Exercise details | Everything from the line containing "would you mind finding the parking" to the last line of the data below should be copied word for word, and nothing else.
▶
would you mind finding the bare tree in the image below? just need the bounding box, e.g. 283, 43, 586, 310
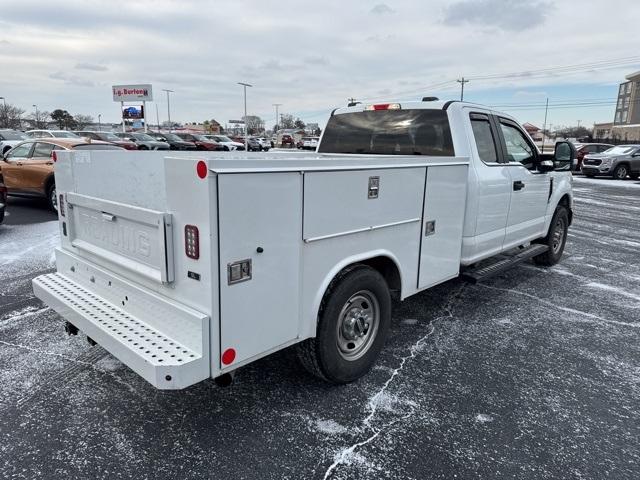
0, 103, 26, 129
279, 114, 294, 129
26, 109, 51, 129
74, 114, 94, 130
242, 115, 265, 135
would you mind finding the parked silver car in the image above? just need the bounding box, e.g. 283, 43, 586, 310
115, 132, 169, 150
581, 145, 640, 180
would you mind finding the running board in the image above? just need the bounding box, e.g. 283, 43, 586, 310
460, 244, 549, 284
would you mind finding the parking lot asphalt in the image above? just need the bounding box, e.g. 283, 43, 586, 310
1, 177, 639, 480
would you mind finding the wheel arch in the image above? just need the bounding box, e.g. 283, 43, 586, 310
305, 251, 403, 339
558, 193, 573, 225
43, 172, 55, 195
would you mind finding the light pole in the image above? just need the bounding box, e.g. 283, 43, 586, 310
273, 103, 282, 133
33, 104, 39, 129
98, 114, 102, 131
0, 97, 6, 128
238, 82, 252, 152
162, 89, 174, 132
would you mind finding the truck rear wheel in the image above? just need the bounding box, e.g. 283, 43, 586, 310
533, 205, 569, 266
297, 265, 391, 383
◀
Answer space |
would you mind finding the parking lot asphalt in the image above? just need the bounding box, e.g. 283, 43, 586, 310
1, 177, 639, 480
would you mind finding the wheel arch in the image above? just need the bounding box, e.g. 283, 43, 586, 310
305, 251, 403, 339
558, 193, 573, 225
43, 172, 55, 195
would you mind finding the light pole in the image above? just need the bounding box, e.g. 283, 43, 586, 310
273, 103, 282, 133
33, 104, 39, 129
98, 114, 102, 131
0, 97, 6, 128
238, 82, 252, 152
162, 89, 174, 132
would you mind finding the truck rear wheel in the image above? just need the bounding box, e.g. 283, 43, 586, 310
533, 205, 569, 266
297, 265, 391, 383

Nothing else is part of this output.